***** Task data

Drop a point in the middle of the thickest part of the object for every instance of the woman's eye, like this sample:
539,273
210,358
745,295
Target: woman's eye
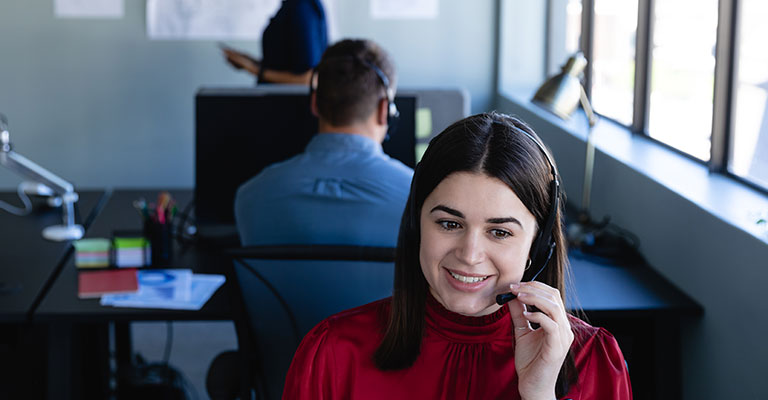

**********

◆ **Set exercise**:
Can you swap "woman's eye" for "woman's left eye" throughout the records, keep every other line unchanged, and leave the pictures out?

◆ **Response to this task**:
Drop a point in the middle of the thickest part of the object for every instance of the woman's left eye, like this sample:
539,273
210,358
745,295
Target: woman's left eye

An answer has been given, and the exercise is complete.